[已记录的数据]
########

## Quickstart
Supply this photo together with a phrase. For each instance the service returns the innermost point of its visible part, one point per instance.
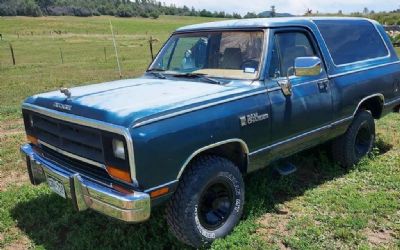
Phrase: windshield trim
(263, 57)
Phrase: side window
(351, 41)
(287, 47)
(190, 55)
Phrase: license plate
(56, 186)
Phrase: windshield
(231, 54)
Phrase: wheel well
(373, 104)
(233, 151)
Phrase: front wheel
(208, 202)
(357, 142)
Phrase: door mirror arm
(285, 84)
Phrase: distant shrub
(82, 11)
(124, 11)
(155, 14)
(7, 10)
(32, 9)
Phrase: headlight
(31, 121)
(119, 149)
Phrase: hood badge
(66, 92)
(62, 106)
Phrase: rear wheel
(208, 202)
(357, 142)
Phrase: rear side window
(352, 41)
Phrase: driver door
(297, 119)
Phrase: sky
(292, 6)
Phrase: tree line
(120, 8)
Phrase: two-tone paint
(171, 121)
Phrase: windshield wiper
(157, 73)
(200, 76)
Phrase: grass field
(319, 207)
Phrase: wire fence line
(89, 50)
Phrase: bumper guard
(86, 193)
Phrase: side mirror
(286, 87)
(307, 66)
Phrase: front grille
(76, 139)
(76, 165)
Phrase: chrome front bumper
(87, 193)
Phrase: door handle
(323, 85)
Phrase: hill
(271, 14)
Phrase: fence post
(12, 54)
(151, 48)
(62, 57)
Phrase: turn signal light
(119, 174)
(32, 139)
(159, 192)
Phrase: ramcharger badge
(252, 118)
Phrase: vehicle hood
(127, 102)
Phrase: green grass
(319, 207)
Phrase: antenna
(116, 51)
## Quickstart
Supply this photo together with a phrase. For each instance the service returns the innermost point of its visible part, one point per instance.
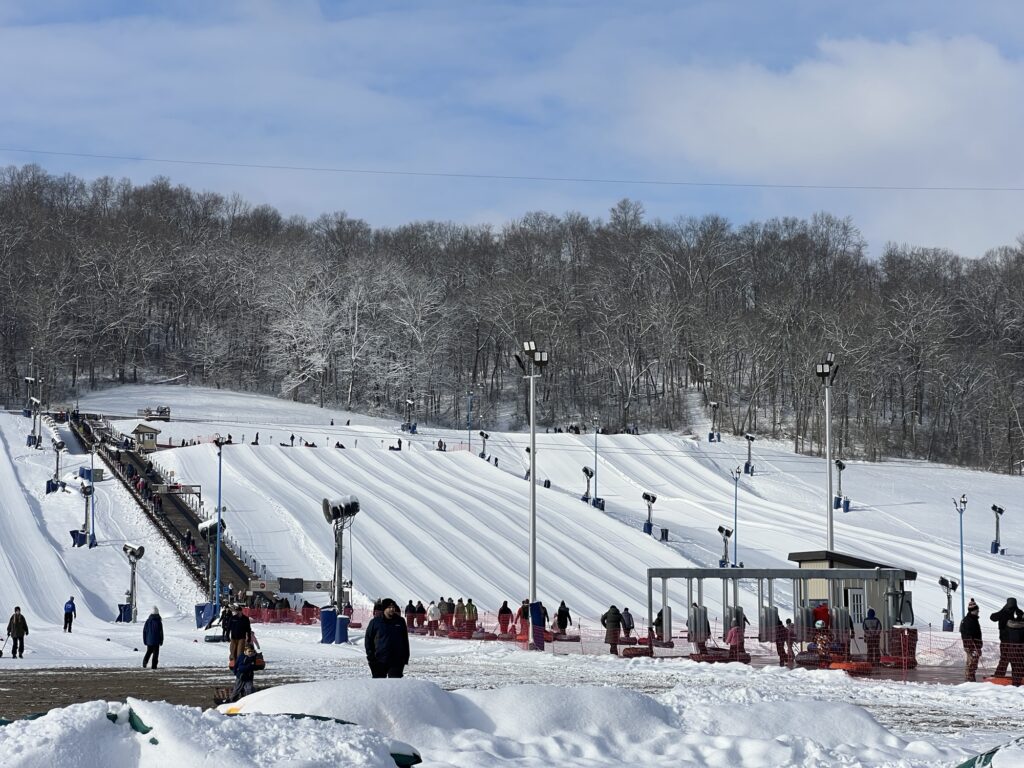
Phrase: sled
(853, 668)
(997, 680)
(639, 650)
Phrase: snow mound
(82, 736)
(594, 726)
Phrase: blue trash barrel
(341, 631)
(329, 625)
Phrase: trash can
(329, 625)
(341, 631)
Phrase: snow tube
(633, 652)
(997, 680)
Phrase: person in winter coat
(70, 613)
(1015, 639)
(612, 623)
(971, 637)
(562, 617)
(387, 642)
(1001, 616)
(245, 670)
(628, 623)
(872, 637)
(153, 638)
(241, 633)
(433, 617)
(17, 630)
(504, 617)
(734, 639)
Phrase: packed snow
(449, 522)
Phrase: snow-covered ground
(451, 523)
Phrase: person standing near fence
(1001, 616)
(971, 637)
(872, 636)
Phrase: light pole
(220, 463)
(826, 372)
(961, 509)
(340, 513)
(538, 359)
(735, 511)
(998, 513)
(92, 498)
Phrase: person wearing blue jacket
(70, 612)
(245, 669)
(153, 638)
(386, 641)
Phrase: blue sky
(806, 93)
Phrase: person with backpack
(562, 617)
(245, 670)
(504, 617)
(17, 630)
(611, 620)
(386, 642)
(872, 637)
(628, 623)
(1001, 616)
(970, 630)
(70, 613)
(153, 638)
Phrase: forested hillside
(116, 281)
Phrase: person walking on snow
(17, 630)
(628, 623)
(1001, 616)
(504, 617)
(612, 623)
(562, 617)
(433, 617)
(386, 642)
(153, 638)
(971, 637)
(70, 613)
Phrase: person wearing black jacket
(386, 641)
(971, 637)
(1003, 615)
(241, 633)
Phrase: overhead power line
(512, 177)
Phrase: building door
(855, 602)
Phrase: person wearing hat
(153, 638)
(17, 630)
(386, 641)
(971, 637)
(872, 637)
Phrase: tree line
(646, 322)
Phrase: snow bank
(538, 725)
(82, 735)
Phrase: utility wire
(511, 177)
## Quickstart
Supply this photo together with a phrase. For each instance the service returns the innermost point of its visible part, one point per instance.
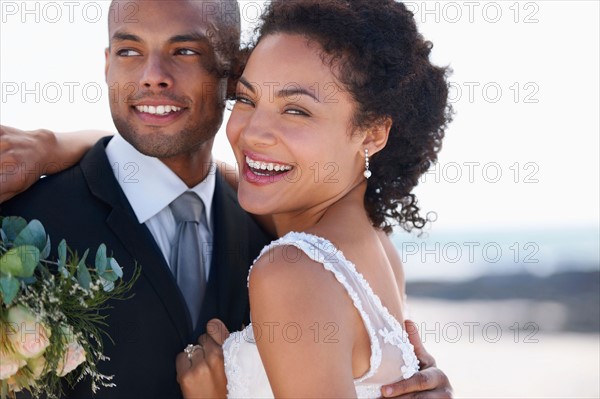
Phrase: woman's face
(291, 130)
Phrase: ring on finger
(190, 349)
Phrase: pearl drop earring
(367, 172)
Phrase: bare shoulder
(394, 259)
(285, 278)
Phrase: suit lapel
(135, 237)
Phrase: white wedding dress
(392, 355)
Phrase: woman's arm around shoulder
(295, 305)
(25, 156)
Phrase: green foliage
(66, 295)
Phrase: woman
(338, 113)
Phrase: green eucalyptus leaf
(113, 272)
(107, 285)
(9, 288)
(12, 226)
(46, 252)
(20, 261)
(83, 274)
(32, 234)
(101, 260)
(114, 265)
(62, 254)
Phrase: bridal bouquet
(50, 325)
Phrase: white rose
(29, 336)
(74, 355)
(9, 365)
(36, 365)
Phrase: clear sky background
(522, 152)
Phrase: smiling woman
(333, 264)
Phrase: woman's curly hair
(377, 53)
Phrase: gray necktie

########

• [练习要求] 请把上面全部材料按行表示成一个 JSON 字符串列表，一行对应一个字符串，空行不算。答案里不要放图片。

• [本题答案]
[
  "## Quickstart",
  "Supply this photo together with a phrase. For each instance the service returns the innermost point of its visible part, one point per instance.",
  "Phrase: windshield trim",
  "(263, 57)",
  "Phrase: side window",
  "(351, 41)",
  "(287, 47)",
  "(190, 55)",
  "Phrase: license plate",
  "(56, 186)",
  "Phrase: windshield",
  "(231, 54)",
  "Phrase: wheel well",
  "(373, 104)",
  "(233, 151)",
  "Phrase: front wheel",
  "(208, 202)",
  "(357, 142)",
  "Phrase: door mirror arm",
  "(285, 84)",
  "Phrase: distant shrub",
  "(82, 11)",
  "(124, 11)",
  "(155, 14)",
  "(7, 10)",
  "(32, 9)",
  "Phrase: headlight",
  "(31, 121)",
  "(119, 149)",
  "Phrase: hood badge",
  "(66, 92)",
  "(62, 106)",
  "Phrase: rear wheel",
  "(208, 202)",
  "(357, 142)",
  "Phrase: rear side window",
  "(352, 41)",
  "Phrase: driver door",
  "(297, 119)",
  "Phrase: sky",
  "(292, 6)",
  "Phrase: tree line",
  "(120, 8)",
  "Phrase: two-tone paint",
  "(171, 121)",
  "Phrase: windshield wiper",
  "(157, 73)",
  "(200, 76)",
  "Phrase: grass field",
  "(319, 207)",
  "Phrase: wire fence line",
  "(89, 50)",
  "Phrase: bumper guard",
  "(86, 193)",
  "Phrase: side mirror",
  "(286, 87)",
  "(307, 66)",
  "Phrase: front grille",
  "(76, 139)",
  "(76, 165)",
  "Phrase: chrome front bumper",
  "(87, 193)",
  "Phrase: door handle",
  "(323, 85)",
  "Phrase: hill",
  "(271, 14)",
  "Phrase: fence post",
  "(12, 54)",
  "(151, 48)",
  "(62, 57)",
  "Phrase: turn signal light",
  "(119, 174)",
  "(32, 139)",
  "(159, 192)",
  "Phrase: ramcharger badge",
  "(252, 118)",
  "Phrase: vehicle hood",
  "(127, 102)",
  "Phrase: green grass",
  "(319, 207)",
  "Phrase: antenna",
  "(116, 51)",
  "## Quickstart",
  "Supply this photo together with a phrase. For each instance the service returns the innermost point of its visible part, one point per instance.",
  "Phrase: sled",
  "(853, 668)",
  "(997, 680)",
  "(639, 650)",
  "Phrase: snow mound",
  "(82, 736)",
  "(594, 726)",
  "Phrase: blue trash barrel",
  "(341, 631)",
  "(329, 625)",
  "Phrase: trash can",
  "(329, 625)",
  "(341, 631)",
  "Phrase: snow tube",
  "(633, 652)",
  "(997, 680)",
  "Phrase: person in winter coat",
  "(70, 613)",
  "(1015, 639)",
  "(612, 623)",
  "(971, 637)",
  "(562, 617)",
  "(387, 642)",
  "(1001, 616)",
  "(245, 670)",
  "(628, 623)",
  "(872, 637)",
  "(153, 638)",
  "(241, 633)",
  "(433, 617)",
  "(17, 630)",
  "(504, 617)",
  "(734, 639)",
  "Phrase: packed snow",
  "(449, 522)",
  "Phrase: snow-covered ground",
  "(451, 523)",
  "Phrase: person standing near fence",
  "(1001, 616)",
  "(971, 637)",
  "(872, 636)",
  "Phrase: light pole",
  "(220, 463)",
  "(826, 372)",
  "(961, 509)",
  "(340, 513)",
  "(538, 359)",
  "(735, 511)",
  "(998, 513)",
  "(92, 498)",
  "Phrase: person wearing blue jacket",
  "(70, 612)",
  "(245, 669)",
  "(153, 638)",
  "(386, 641)",
  "Phrase: blue sky",
  "(806, 93)",
  "Phrase: person with backpack",
  "(562, 617)",
  "(245, 670)",
  "(504, 617)",
  "(17, 630)",
  "(611, 620)",
  "(386, 642)",
  "(872, 637)",
  "(628, 623)",
  "(1001, 616)",
  "(970, 630)",
  "(70, 613)",
  "(153, 638)",
  "Phrase: forested hillside",
  "(116, 281)",
  "Phrase: person walking on snow",
  "(17, 630)",
  "(628, 623)",
  "(1001, 616)",
  "(504, 617)",
  "(612, 623)",
  "(562, 617)",
  "(433, 617)",
  "(386, 642)",
  "(153, 638)",
  "(971, 637)",
  "(70, 613)",
  "Phrase: person wearing black jacket",
  "(386, 641)",
  "(971, 637)",
  "(1003, 615)",
  "(241, 633)",
  "Phrase: overhead power line",
  "(512, 177)",
  "Phrase: building door",
  "(855, 602)",
  "Phrase: person wearing hat",
  "(153, 638)",
  "(17, 630)",
  "(386, 641)",
  "(971, 637)",
  "(872, 637)",
  "Phrase: tree line",
  "(646, 322)",
  "Phrase: snow bank",
  "(538, 725)",
  "(82, 735)",
  "Phrase: utility wire",
  "(511, 177)",
  "## Quickstart",
  "Supply this photo together with a phrase. For each instance the service returns the innermost point of its visible part, one point per instance.",
  "Phrase: woman's face",
  "(291, 130)",
  "Phrase: ring on finger",
  "(190, 349)",
  "Phrase: pearl drop earring",
  "(367, 172)",
  "Phrase: bare shoulder",
  "(394, 259)",
  "(285, 278)",
  "Phrase: suit lapel",
  "(135, 237)",
  "Phrase: white wedding dress",
  "(392, 355)",
  "Phrase: woman's arm around shoulder",
  "(295, 305)",
  "(25, 156)",
  "Phrase: green foliage",
  "(66, 295)",
  "Phrase: woman",
  "(338, 113)",
  "Phrase: green eucalyptus leaf",
  "(113, 272)",
  "(107, 285)",
  "(9, 288)",
  "(12, 226)",
  "(46, 252)",
  "(20, 261)",
  "(83, 274)",
  "(32, 234)",
  "(101, 260)",
  "(114, 265)",
  "(62, 254)",
  "Phrase: bridal bouquet",
  "(50, 325)",
  "Phrase: white rose",
  "(29, 336)",
  "(74, 355)",
  "(9, 365)",
  "(36, 365)",
  "Phrase: clear sky background",
  "(522, 152)",
  "Phrase: smiling woman",
  "(333, 264)",
  "Phrase: woman's curly hair",
  "(377, 53)",
  "Phrase: gray necktie"
]